**EXERCISE AIM**
Write out the whole listing, matching it exactly.

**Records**
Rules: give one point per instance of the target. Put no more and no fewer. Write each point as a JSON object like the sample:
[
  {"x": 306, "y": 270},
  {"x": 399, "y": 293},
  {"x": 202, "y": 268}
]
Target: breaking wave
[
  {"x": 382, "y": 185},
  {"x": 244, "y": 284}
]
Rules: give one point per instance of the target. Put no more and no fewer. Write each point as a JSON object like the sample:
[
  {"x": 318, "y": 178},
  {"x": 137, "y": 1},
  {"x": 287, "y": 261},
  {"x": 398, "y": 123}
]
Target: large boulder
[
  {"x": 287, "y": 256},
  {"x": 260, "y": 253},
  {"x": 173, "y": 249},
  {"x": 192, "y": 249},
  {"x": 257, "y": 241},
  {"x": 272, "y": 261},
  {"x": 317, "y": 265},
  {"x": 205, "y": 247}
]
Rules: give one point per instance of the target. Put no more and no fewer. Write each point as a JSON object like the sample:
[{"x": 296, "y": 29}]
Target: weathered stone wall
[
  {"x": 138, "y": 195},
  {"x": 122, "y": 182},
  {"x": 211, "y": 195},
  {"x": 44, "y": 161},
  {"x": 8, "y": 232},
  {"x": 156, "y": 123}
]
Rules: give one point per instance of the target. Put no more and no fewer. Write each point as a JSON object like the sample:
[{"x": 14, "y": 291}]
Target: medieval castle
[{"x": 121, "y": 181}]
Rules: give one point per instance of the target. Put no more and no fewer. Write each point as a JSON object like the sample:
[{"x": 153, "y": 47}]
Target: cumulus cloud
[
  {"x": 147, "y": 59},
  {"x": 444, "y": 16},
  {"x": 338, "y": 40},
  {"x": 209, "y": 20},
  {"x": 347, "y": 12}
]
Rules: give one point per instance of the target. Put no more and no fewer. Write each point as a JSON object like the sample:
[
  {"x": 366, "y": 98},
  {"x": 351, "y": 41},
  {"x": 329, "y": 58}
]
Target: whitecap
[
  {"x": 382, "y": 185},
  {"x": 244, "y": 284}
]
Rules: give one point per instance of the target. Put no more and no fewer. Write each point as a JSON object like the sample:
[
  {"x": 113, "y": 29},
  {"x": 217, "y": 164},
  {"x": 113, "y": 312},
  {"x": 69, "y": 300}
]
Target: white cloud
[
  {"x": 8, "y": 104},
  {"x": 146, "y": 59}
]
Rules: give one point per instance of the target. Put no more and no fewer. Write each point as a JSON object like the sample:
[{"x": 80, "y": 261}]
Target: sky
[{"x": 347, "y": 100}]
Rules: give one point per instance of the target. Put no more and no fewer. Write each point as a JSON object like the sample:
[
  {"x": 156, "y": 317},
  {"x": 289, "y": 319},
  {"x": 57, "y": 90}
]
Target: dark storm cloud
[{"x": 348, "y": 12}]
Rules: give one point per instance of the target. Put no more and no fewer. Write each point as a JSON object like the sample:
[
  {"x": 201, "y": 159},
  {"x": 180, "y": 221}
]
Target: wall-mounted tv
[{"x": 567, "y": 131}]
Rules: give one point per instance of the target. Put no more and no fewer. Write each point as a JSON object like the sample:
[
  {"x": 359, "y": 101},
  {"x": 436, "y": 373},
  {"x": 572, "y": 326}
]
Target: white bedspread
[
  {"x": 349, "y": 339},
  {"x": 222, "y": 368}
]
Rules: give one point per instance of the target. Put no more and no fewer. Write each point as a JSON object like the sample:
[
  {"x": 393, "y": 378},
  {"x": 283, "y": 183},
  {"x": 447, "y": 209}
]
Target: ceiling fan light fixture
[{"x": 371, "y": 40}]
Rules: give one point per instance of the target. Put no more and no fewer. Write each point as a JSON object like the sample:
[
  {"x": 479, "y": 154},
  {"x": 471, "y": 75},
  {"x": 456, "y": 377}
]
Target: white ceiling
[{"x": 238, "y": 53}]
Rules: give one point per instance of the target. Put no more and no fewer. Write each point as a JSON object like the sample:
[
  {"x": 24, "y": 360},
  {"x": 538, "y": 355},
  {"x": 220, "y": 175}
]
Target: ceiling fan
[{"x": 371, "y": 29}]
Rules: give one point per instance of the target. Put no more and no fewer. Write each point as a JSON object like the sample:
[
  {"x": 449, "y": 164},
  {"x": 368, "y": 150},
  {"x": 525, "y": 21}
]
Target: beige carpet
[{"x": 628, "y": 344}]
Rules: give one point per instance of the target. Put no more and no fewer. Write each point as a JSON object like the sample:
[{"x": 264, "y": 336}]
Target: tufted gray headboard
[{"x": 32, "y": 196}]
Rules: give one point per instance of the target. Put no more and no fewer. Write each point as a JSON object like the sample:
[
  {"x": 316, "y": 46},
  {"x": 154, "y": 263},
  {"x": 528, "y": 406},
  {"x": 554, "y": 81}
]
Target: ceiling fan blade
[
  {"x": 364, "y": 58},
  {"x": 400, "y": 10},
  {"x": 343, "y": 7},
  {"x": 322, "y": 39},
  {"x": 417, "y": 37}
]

**CORRECT RESULT**
Rules: give one point per instance of the target. Put no more and no fewer. Write each point as a JSON object like the sample:
[
  {"x": 306, "y": 270},
  {"x": 399, "y": 293},
  {"x": 202, "y": 268}
]
Target: breaking wave
[
  {"x": 382, "y": 185},
  {"x": 244, "y": 284}
]
Rules: give one point per instance of the target. Put no more and no fewer. Write each point as a JSON object like the sample:
[
  {"x": 318, "y": 178},
  {"x": 137, "y": 1},
  {"x": 287, "y": 261},
  {"x": 398, "y": 123}
]
Target: large boulder
[
  {"x": 287, "y": 256},
  {"x": 260, "y": 253},
  {"x": 173, "y": 249},
  {"x": 192, "y": 249},
  {"x": 257, "y": 241},
  {"x": 272, "y": 261},
  {"x": 317, "y": 265},
  {"x": 205, "y": 247}
]
Rules: give one point per instance of the target. Put no more and no fewer. Write each point as a JSON object like the sample:
[{"x": 296, "y": 29}]
Target: weathered stone wall
[
  {"x": 138, "y": 195},
  {"x": 122, "y": 182},
  {"x": 211, "y": 195},
  {"x": 44, "y": 161},
  {"x": 8, "y": 232},
  {"x": 156, "y": 123}
]
Rules: give one point per instance of the target. Put no more and no fewer. Write each point as a JSON object like the sample:
[{"x": 14, "y": 291}]
Target: medieval castle
[{"x": 121, "y": 181}]
Rules: give one point per instance of the target. Put no more and no fewer. Write each point as a JSON object like the sample:
[{"x": 153, "y": 47}]
Target: cumulus cloud
[
  {"x": 147, "y": 59},
  {"x": 444, "y": 16},
  {"x": 338, "y": 40},
  {"x": 209, "y": 20},
  {"x": 347, "y": 12}
]
Rules: give one point per instance of the target. Put no more and no fewer. Write each point as a JSON object like the sample:
[
  {"x": 366, "y": 98},
  {"x": 351, "y": 41},
  {"x": 329, "y": 58}
]
Target: whitecap
[
  {"x": 382, "y": 185},
  {"x": 244, "y": 284}
]
Rules: give one point per instance of the target. Put no more and no fewer. Write each point as a JSON object like the sample:
[
  {"x": 113, "y": 29},
  {"x": 217, "y": 164},
  {"x": 113, "y": 312},
  {"x": 69, "y": 300}
]
Target: white cloud
[
  {"x": 8, "y": 104},
  {"x": 146, "y": 59}
]
Rules: give one point per instance of the target. Put no more and no fewer. Write each point as a JSON object like the sample:
[{"x": 80, "y": 261}]
Target: sky
[{"x": 347, "y": 100}]
Rules: give one point per instance of the target. Put no more and no fewer. Write each point as a JSON object like the sample:
[
  {"x": 156, "y": 317},
  {"x": 289, "y": 319},
  {"x": 57, "y": 90}
]
Target: dark storm cloud
[{"x": 348, "y": 12}]
Rules: give one point per instance of the target. Put no more and no fewer. Write each point as a JSON object like the sample:
[
  {"x": 201, "y": 159},
  {"x": 180, "y": 221}
]
Target: wall-mounted tv
[{"x": 567, "y": 131}]
Rules: give one point per instance of the target. Put no more and no fewer. Write each point as a JSON object like the sample:
[
  {"x": 359, "y": 101},
  {"x": 436, "y": 373},
  {"x": 572, "y": 326}
]
Target: white bedspread
[
  {"x": 349, "y": 339},
  {"x": 222, "y": 368}
]
Rules: give one point per instance of the target. Put no more and no fewer. Write each point as a JSON object like the sample:
[
  {"x": 393, "y": 378},
  {"x": 283, "y": 183},
  {"x": 447, "y": 209}
]
Target: ceiling fan light fixture
[{"x": 371, "y": 40}]
Rules: give one point per instance of the target. Put no more and no fewer. Write each point as a JSON object like the sample:
[
  {"x": 479, "y": 154},
  {"x": 471, "y": 75},
  {"x": 456, "y": 377}
]
Target: white ceiling
[{"x": 238, "y": 53}]
Rules: give one point per instance of the target. Put no more and no fewer. Write each point as a JSON object like the sample:
[
  {"x": 24, "y": 360},
  {"x": 538, "y": 355},
  {"x": 220, "y": 175}
]
Target: ceiling fan
[{"x": 371, "y": 29}]
Rules: give one point per instance of the target. Put no more and no fewer. Write each point as a JSON object like the sample:
[
  {"x": 449, "y": 164},
  {"x": 368, "y": 150},
  {"x": 525, "y": 21}
]
Target: beige carpet
[{"x": 628, "y": 344}]
Rules: give one point per instance of the target. Put no more and no fewer. Write each point as a JSON object like the sample:
[{"x": 264, "y": 336}]
Target: tufted gray headboard
[{"x": 32, "y": 196}]
Rules: give one point per instance of the target. Put no more and no fewer. Write each point as a JSON object like the sample:
[
  {"x": 316, "y": 46},
  {"x": 154, "y": 263},
  {"x": 528, "y": 406},
  {"x": 554, "y": 81}
]
Target: ceiling fan blade
[
  {"x": 364, "y": 58},
  {"x": 400, "y": 10},
  {"x": 343, "y": 7},
  {"x": 322, "y": 39},
  {"x": 417, "y": 37}
]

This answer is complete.